Assigned task.
Each of the records must appear again, exactly as it was written.

'''

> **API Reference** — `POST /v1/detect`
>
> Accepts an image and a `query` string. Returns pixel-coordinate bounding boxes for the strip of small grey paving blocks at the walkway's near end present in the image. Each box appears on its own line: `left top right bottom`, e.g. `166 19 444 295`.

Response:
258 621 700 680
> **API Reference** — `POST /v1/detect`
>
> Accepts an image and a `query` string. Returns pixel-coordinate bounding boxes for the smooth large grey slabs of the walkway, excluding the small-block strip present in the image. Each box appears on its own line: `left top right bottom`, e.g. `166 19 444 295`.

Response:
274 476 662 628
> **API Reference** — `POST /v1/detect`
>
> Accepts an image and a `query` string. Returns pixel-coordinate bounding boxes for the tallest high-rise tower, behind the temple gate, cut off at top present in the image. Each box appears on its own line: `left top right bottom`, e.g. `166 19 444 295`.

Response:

'''

Response.
> **API Reference** — `POST /v1/detect`
>
> Accepts an image and a `query` string. Returns pixel-coordinate bounding boxes for the strip of small grey paving blocks at the walkway's near end present in the image. Each box appears on its own line: `left top right bottom`, e.g. `166 19 444 295`.

Response:
258 621 700 680
> **API Reference** — `POST /v1/detect`
>
> Accepts an image and a `query` string. Returns pixel-coordinate bounding boxes for the smooth large grey slabs of the walkway, excluding the small-block strip present in the image. Each box appears on its own line: `left top right bottom`, e.g. `166 19 444 295`.

Response:
274 476 662 628
> **API Reference** — `POST /v1/detect`
>
> Accepts an image and a `query` string. Returns pixel-coordinate bounding boxes for the tallest high-rise tower, behind the temple gate, cut off at top present in the image. Each box appears on its own line: `left top right bottom`, e.g. `166 19 444 295`.

Response:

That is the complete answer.